EXERCISE INSTRUCTIONS ::
(1) Please answer these questions from the passage on art as propaganda:
(a) What does the passage say illegibility does not mean?
(b) Which image does it name as one also used to represent them?
(c) Who does it say are particularly affected by being raised in a catholic community or household?
(2) Name every thing the passage on art as propaganda says they produce every day.
(3) Write the next part of the passage on art as propaganda, starting after its final sentence.

PASSAGE TO READ ::
******
We grapple with the deep truth that all art is propaganda everyday as we produce sound, space, clothing, and images that agitate the current boundaries of our queer experience. When we call for the death of gender, we call upon our desires to be illegible. Illegibility does not mean invisible, it means we reject the platitudes of “progress and success”, we resist assimilation. We created and distributed agitative propaganda, and new images that speak for themselves as part of the constant process of redefinition, improvisation, and chaos that makes illegibility a possibility. In many ways these images speak for themselves, yet it is important to note how they resist and contradict images that we’ve also used to represent us: the Madonna herself. Being raised in a catholic community or household has been immensely challenging for children of the Latinx diaspora. Particularly affected are BRUJAS who go against fundamentalist, sexually oppressive disciplines within catholicism, a practice that condemns premarital sex, homosexuality, and anything that stems away from patriarchal hegemony.
******
SUPPLIED DATA ::
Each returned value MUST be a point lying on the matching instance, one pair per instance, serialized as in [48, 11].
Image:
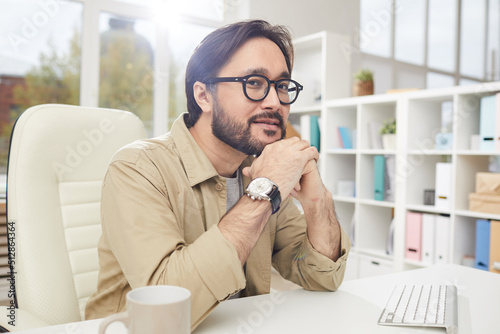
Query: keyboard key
******
ANSWER SET ::
(1)
(a) Invisible.
(b) The Madonna herself.
(c) BRUJAS who go against fundamentalist, sexually oppressive disciplines within catholicism.

(2) Sound, space, clothing, and images.

(3)
For people left navigating our cultural heritage with our sexual inclinations, Santa Muerte presents herself as support, she is the Mother of Holy Death. Mother Mary, the Madonna, or La Virgen, sits next to La Santa Muerte as part of the duality of strong female representation for BRUJAS that offers protection and guidance. The decision to use the saint imagery for BRUJAS was influenced by our heritage as well as the scholarship of Dr. Clarissa Pinkola Estés who argues in her anthropological text Untie the Strong Woman that Mary has appeared across culture and religions throughout the span of history as a figure of feminine power. She writes “There is a promise Holy Mother makes, that any soul needing comfort, vision, guidance, or strength can cry out to her, flee to her protection, and Blessed Mother will immediately arrive with veils flying. She will place us under her mantle for refuge, and give us the warmth of her most compassionate touch, and strong guidance about how to go by the soul’s lights” (Estes).